**Brief:** Exactly as written, transcribe the data from its opening line through the line containing "Task: annotate every instance of the black handbag". Leave every picture out.
╭─ Records for processing
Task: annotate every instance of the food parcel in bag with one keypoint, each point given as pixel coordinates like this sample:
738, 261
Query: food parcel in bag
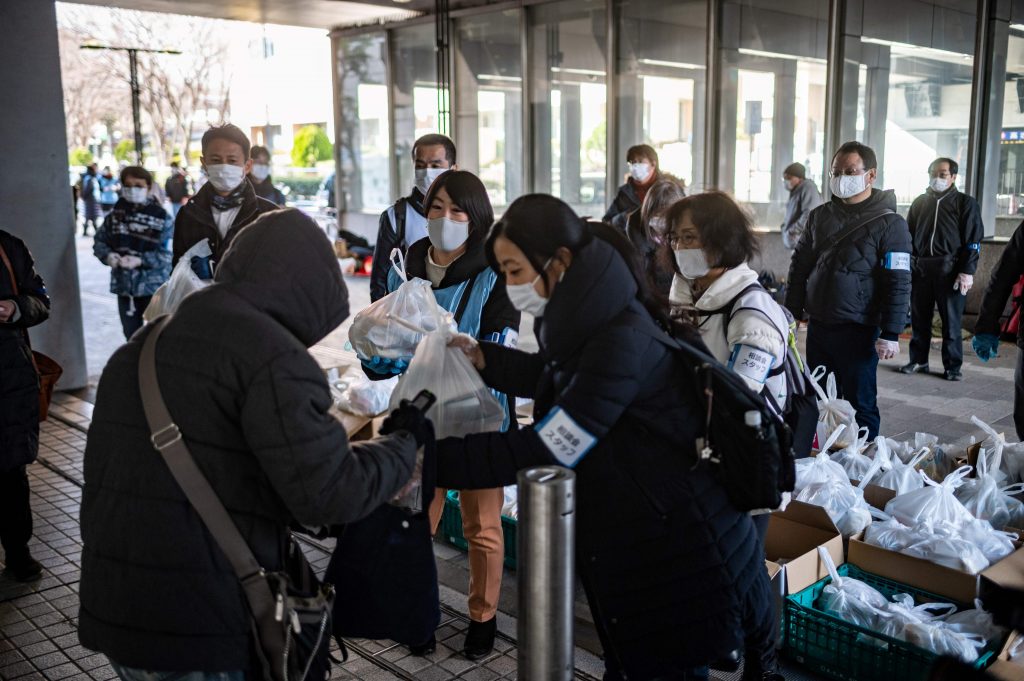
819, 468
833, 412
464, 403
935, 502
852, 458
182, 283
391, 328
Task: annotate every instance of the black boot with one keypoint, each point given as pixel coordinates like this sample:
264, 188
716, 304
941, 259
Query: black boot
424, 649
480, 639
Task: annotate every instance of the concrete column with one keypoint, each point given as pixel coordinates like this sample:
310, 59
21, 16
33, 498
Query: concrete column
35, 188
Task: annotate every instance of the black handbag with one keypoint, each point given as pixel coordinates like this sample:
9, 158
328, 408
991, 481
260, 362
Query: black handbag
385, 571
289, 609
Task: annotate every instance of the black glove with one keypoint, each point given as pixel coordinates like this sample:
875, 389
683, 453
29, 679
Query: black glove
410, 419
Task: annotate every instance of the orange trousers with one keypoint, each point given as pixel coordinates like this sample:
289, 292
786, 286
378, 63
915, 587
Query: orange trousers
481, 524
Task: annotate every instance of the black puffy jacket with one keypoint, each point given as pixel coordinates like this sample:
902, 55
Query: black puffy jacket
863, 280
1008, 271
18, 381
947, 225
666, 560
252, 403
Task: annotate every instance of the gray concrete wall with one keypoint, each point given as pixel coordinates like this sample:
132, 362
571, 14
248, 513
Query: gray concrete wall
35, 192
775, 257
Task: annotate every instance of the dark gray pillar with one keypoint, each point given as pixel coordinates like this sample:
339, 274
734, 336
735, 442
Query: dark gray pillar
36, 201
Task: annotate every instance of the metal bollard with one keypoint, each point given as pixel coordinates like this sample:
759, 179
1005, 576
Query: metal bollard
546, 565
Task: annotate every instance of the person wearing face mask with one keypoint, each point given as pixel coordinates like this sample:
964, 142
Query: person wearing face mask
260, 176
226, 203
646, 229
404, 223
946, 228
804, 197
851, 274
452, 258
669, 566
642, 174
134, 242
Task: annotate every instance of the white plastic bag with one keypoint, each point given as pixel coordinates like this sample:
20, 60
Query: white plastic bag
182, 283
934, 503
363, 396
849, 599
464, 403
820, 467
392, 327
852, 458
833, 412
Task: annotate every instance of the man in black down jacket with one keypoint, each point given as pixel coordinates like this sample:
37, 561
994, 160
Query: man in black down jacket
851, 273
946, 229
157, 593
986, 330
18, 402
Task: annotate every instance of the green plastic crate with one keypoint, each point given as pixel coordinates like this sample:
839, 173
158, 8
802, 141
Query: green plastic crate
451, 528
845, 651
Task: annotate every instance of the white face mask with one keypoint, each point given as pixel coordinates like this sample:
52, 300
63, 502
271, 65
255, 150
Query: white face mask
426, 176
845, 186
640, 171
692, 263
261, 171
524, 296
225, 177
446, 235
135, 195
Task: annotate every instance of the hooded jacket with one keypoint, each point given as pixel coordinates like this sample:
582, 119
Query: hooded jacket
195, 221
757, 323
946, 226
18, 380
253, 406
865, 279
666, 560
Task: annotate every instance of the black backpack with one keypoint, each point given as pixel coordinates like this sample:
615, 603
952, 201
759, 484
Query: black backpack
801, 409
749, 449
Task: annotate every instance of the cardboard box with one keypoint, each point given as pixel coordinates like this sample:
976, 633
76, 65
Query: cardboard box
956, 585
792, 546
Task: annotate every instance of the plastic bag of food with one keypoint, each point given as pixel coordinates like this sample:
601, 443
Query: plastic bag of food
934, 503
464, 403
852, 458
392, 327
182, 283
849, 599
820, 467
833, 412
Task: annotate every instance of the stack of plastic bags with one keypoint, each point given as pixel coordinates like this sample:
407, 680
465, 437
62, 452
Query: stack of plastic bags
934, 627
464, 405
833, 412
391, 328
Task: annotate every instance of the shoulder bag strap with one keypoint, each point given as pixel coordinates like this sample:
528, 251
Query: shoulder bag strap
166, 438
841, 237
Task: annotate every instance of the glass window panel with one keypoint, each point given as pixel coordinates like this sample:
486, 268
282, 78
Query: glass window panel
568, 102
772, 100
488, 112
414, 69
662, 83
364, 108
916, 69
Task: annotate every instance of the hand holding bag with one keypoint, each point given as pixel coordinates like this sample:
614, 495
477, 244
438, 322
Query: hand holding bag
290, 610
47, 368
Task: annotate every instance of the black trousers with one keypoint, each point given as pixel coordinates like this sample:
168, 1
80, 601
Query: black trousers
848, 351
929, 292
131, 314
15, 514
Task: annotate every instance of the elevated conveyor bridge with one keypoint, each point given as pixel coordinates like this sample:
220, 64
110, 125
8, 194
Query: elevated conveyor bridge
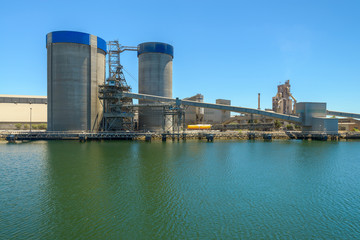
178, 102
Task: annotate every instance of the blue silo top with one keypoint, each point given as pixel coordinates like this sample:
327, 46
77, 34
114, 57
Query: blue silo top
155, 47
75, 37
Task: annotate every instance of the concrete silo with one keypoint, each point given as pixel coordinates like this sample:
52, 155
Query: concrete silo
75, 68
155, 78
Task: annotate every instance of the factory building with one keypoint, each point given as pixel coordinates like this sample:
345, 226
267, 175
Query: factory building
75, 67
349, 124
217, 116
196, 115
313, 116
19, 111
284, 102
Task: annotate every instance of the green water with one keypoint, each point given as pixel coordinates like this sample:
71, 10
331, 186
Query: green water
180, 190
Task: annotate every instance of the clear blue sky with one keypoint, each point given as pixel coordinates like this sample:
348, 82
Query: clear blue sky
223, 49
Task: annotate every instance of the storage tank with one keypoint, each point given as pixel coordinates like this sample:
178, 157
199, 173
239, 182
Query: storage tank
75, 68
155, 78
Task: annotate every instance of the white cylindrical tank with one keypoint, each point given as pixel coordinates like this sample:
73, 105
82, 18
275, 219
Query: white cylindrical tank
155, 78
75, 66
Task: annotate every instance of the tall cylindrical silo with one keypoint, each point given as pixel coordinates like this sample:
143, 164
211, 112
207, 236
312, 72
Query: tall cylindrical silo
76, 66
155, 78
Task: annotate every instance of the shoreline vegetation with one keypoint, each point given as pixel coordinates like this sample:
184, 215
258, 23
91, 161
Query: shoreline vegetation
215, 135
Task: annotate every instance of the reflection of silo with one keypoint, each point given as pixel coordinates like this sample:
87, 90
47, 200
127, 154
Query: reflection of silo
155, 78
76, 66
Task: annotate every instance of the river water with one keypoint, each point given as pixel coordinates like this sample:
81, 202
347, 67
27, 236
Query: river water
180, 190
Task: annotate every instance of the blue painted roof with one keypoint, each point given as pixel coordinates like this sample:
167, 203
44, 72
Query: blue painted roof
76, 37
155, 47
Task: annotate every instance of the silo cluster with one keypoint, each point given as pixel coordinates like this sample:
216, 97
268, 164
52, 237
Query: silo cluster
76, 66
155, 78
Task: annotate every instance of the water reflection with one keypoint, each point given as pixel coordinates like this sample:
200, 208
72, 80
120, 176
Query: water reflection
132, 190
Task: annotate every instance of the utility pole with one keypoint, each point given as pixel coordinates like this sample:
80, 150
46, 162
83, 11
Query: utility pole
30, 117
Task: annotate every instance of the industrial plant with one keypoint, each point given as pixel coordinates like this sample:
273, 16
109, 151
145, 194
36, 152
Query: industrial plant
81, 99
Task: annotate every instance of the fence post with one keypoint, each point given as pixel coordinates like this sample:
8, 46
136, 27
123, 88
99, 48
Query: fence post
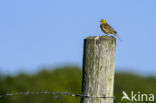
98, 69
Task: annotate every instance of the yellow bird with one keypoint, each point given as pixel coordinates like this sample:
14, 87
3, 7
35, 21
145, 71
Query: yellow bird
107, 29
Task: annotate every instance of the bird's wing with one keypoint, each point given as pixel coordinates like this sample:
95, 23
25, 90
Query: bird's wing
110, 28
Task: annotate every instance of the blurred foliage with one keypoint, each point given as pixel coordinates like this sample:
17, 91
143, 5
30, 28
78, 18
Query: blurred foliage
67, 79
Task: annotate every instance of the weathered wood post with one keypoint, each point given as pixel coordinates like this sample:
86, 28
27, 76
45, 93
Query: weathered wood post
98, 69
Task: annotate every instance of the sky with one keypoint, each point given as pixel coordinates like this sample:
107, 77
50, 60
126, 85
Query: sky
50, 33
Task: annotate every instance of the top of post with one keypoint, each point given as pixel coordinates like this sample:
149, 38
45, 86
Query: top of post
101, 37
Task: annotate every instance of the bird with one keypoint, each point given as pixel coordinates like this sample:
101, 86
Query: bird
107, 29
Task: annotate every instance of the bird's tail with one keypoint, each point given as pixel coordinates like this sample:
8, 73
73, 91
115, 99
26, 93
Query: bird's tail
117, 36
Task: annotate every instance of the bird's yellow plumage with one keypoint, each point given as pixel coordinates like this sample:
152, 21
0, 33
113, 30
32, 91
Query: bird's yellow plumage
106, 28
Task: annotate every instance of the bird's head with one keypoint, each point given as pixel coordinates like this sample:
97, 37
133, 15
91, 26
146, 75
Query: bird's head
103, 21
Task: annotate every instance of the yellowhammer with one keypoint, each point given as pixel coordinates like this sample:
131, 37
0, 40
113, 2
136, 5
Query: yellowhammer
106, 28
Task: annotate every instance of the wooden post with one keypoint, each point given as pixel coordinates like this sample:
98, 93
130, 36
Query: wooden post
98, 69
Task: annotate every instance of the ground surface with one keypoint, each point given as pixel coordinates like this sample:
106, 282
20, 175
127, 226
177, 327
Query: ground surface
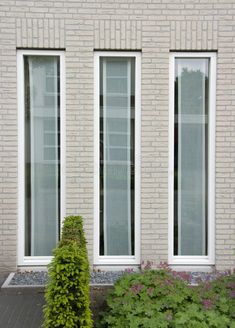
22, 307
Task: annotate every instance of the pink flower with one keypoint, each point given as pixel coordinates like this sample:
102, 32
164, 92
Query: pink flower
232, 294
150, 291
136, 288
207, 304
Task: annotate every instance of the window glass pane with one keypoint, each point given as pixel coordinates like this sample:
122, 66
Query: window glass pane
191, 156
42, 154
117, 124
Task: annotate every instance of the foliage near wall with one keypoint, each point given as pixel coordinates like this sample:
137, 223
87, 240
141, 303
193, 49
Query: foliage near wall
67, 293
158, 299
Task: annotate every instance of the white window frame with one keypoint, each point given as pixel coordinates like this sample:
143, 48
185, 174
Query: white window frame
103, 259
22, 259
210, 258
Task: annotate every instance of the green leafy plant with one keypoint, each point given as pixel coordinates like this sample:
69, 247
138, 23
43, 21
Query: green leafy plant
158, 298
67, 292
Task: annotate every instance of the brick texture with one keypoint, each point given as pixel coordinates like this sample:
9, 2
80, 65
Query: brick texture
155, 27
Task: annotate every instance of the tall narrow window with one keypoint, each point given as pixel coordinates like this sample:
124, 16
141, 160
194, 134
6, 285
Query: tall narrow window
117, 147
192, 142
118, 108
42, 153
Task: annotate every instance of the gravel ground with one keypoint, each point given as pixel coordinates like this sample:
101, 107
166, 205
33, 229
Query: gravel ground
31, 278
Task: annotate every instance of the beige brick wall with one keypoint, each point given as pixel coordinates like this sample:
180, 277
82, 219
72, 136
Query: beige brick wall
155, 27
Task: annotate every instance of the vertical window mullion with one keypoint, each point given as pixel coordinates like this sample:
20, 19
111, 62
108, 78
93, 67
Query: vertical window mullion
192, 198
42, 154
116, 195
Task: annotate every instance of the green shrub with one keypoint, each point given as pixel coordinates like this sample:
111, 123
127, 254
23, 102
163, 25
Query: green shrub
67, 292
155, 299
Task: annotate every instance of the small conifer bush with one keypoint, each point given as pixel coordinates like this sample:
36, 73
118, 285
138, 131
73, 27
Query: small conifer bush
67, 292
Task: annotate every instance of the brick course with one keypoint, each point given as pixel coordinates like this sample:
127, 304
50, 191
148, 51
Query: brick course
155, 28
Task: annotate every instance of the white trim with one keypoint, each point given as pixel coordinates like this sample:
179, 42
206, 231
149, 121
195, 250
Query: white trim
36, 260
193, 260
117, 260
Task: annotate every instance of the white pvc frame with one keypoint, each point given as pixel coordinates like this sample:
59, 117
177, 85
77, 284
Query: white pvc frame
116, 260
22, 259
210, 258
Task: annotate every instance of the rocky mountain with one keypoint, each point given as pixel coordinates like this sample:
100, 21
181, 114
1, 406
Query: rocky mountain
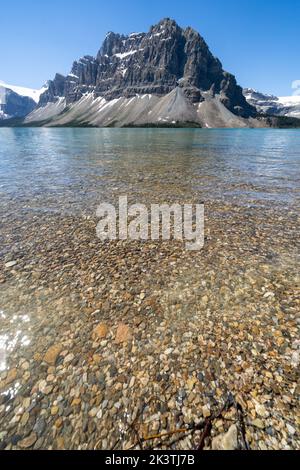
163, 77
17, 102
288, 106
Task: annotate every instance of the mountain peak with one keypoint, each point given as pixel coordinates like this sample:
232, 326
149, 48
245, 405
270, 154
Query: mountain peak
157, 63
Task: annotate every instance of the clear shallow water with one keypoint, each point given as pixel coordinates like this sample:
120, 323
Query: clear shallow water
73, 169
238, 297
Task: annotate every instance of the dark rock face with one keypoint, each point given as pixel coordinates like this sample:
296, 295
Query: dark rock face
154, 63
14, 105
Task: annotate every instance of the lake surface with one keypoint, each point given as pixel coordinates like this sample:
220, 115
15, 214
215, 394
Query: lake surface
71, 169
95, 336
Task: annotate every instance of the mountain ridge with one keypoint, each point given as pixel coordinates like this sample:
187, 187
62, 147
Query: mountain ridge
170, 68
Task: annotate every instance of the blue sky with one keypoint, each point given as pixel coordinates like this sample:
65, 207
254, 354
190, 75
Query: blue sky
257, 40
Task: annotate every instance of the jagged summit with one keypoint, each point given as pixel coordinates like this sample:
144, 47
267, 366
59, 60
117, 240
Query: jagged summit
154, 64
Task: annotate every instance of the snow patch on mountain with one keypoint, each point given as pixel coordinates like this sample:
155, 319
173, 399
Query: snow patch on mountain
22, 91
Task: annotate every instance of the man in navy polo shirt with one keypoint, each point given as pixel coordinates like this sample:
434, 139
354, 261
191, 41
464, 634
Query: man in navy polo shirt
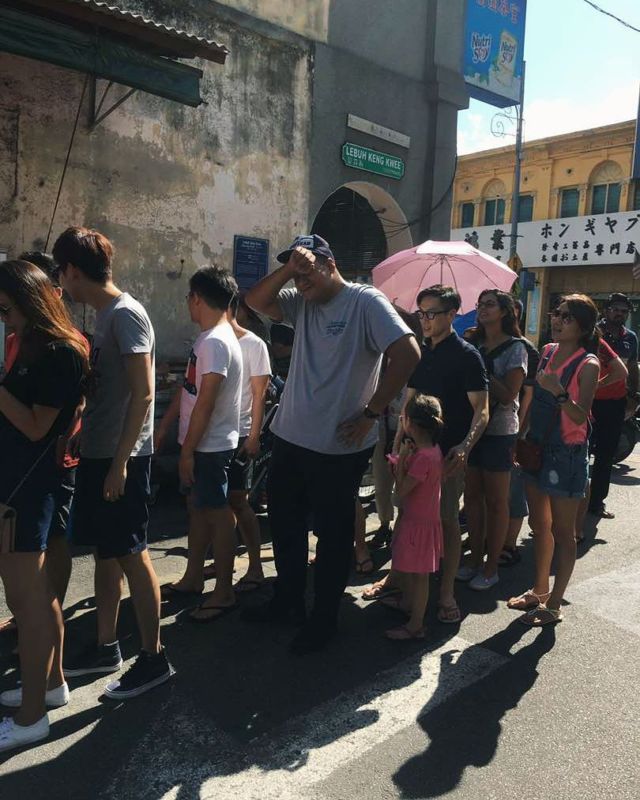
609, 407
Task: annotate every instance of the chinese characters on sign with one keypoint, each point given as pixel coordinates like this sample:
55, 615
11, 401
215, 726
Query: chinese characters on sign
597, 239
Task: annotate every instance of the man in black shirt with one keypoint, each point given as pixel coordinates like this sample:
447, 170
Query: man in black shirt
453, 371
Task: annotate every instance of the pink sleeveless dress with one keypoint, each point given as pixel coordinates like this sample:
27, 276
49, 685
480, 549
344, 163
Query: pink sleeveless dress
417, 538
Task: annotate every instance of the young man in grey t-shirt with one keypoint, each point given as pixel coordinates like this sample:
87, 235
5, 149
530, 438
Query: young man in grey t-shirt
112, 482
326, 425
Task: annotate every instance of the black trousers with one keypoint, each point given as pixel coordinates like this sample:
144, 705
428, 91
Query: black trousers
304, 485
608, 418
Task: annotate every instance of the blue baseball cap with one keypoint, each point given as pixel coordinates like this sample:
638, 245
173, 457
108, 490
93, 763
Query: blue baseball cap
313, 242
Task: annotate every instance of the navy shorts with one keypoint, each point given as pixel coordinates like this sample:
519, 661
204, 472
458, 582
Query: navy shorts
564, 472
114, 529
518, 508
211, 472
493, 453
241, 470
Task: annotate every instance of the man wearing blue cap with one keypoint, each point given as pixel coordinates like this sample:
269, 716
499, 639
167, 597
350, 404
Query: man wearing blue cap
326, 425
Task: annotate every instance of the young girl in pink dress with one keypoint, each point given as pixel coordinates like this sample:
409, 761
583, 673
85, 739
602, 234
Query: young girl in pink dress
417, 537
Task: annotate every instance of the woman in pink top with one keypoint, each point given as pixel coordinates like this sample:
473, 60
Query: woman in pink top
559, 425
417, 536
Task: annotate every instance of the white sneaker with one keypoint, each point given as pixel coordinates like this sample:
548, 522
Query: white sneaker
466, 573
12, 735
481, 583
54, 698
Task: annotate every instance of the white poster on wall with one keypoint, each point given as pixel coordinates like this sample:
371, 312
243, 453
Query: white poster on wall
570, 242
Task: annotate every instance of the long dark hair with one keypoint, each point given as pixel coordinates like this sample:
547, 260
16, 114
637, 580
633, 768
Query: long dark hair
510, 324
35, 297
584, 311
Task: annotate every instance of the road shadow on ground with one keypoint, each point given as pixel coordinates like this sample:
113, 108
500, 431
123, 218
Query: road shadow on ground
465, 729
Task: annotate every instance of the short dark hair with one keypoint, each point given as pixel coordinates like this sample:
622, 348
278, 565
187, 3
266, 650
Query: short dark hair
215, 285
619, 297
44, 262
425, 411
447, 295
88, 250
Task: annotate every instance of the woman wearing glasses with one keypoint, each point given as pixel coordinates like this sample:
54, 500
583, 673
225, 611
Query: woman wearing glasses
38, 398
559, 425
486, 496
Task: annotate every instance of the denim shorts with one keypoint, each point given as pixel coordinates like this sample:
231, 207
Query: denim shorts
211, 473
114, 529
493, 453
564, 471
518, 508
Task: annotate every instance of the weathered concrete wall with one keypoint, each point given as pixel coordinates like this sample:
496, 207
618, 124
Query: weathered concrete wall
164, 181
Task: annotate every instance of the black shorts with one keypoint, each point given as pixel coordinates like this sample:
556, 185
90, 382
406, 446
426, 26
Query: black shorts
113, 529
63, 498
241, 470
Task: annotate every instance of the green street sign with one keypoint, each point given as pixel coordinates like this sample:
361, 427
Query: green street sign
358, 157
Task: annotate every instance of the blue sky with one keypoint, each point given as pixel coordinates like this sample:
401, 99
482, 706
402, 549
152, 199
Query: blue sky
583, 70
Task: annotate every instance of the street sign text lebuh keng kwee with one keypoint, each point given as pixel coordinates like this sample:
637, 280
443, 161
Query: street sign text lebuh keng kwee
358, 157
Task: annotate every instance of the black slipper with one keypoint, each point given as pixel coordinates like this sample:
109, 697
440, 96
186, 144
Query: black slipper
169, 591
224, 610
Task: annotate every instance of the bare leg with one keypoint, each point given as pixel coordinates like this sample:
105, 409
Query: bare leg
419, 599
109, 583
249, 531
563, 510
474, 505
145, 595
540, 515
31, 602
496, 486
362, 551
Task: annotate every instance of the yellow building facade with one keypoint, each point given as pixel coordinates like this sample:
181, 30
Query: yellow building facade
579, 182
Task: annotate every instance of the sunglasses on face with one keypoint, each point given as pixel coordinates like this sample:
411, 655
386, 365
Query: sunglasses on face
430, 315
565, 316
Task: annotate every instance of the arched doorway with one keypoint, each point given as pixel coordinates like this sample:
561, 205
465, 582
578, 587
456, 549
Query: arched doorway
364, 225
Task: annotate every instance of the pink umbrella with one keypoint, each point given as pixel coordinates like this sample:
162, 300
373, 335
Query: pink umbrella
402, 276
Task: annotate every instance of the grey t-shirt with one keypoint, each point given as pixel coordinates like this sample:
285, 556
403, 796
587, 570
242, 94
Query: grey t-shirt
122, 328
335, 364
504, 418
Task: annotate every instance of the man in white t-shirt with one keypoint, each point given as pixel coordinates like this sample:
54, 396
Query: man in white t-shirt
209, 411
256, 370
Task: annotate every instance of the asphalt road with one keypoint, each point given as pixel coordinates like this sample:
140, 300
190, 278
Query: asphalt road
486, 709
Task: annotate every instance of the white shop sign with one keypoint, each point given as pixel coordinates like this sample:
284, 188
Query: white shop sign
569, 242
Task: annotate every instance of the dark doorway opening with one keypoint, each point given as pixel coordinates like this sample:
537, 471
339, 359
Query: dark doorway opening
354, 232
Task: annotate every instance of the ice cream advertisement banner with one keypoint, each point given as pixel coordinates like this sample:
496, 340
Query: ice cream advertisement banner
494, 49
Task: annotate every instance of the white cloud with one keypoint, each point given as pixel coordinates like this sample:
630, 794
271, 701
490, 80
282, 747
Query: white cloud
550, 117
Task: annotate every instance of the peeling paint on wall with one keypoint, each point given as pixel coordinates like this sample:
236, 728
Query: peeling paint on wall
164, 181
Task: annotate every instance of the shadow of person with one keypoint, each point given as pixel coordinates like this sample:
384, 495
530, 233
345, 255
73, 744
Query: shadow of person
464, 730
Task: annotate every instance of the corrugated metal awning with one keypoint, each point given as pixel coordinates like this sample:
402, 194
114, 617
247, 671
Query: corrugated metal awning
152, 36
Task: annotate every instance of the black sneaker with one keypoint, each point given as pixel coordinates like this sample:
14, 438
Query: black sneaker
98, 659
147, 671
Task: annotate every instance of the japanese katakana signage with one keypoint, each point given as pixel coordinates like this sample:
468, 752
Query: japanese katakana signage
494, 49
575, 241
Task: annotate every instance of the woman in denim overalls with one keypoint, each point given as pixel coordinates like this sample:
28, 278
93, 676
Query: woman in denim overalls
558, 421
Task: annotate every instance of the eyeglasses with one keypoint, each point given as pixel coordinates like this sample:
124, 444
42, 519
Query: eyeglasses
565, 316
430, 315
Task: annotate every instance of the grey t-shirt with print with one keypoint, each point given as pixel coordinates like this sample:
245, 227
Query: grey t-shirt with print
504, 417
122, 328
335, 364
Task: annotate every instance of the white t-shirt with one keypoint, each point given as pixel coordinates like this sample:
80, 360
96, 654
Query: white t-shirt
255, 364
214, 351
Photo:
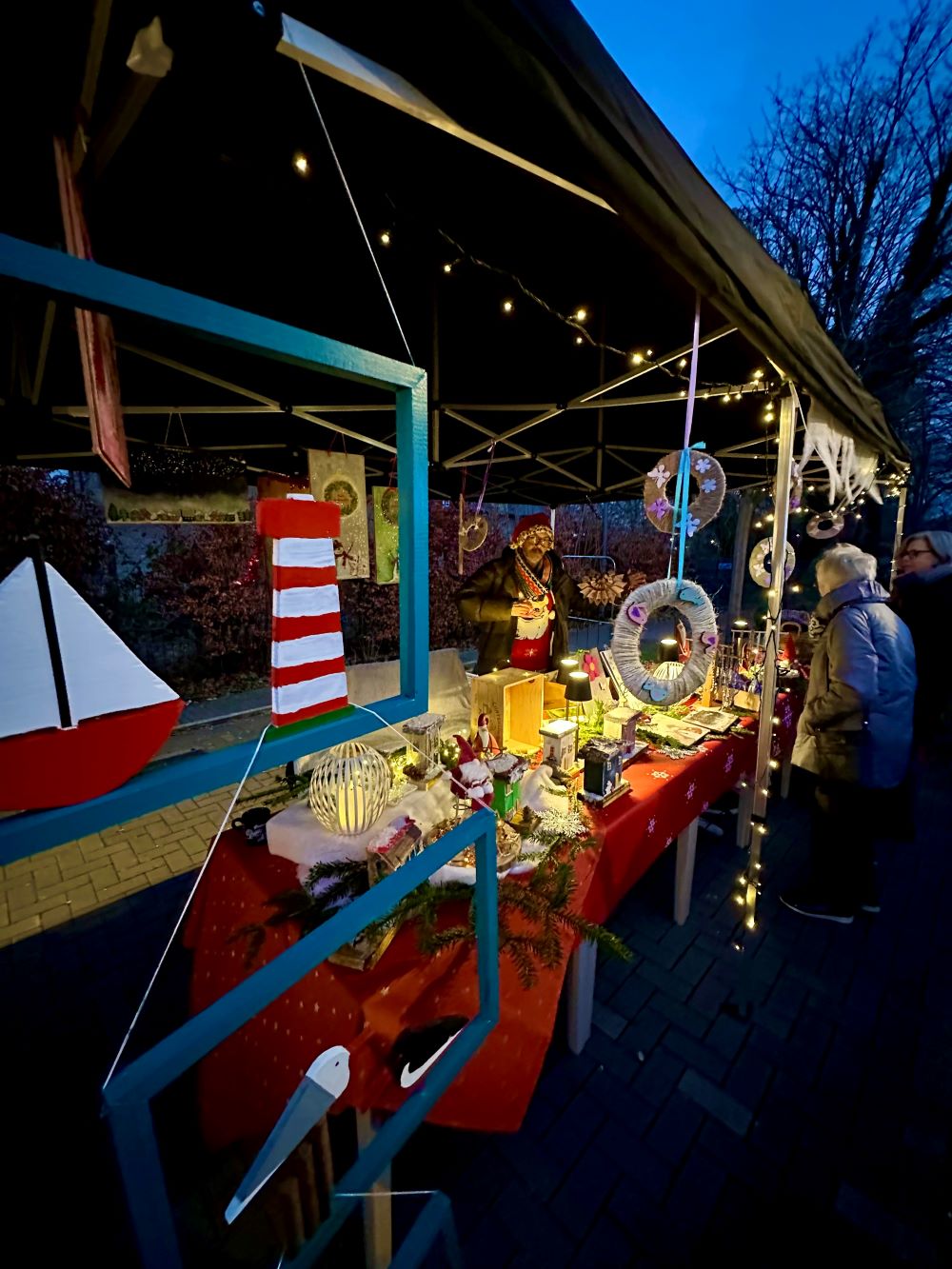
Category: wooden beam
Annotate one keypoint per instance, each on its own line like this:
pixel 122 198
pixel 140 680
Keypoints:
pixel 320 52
╰─
**Response below:**
Task: annotate every instance of the food parcel in bag with one keypoint, each point given as pixel coordinates like this sample:
738, 261
Query: food parcel in bag
819, 468
833, 412
464, 403
935, 502
852, 458
182, 283
391, 328
Task: annotate every instance of the black boot with one keypoint, each point given as pixel coordinates like this sample:
264, 188
716, 304
941, 259
Query: black boot
424, 649
480, 639
Task: annotate every instance of the concrete column with one keypoint, each point given as pixel coordinates like this sample:
310, 59
21, 16
33, 498
Query: concrete column
35, 188
Task: annotate every instance of the black handbag with one keypoint, each point given as pixel coordinates like this sample:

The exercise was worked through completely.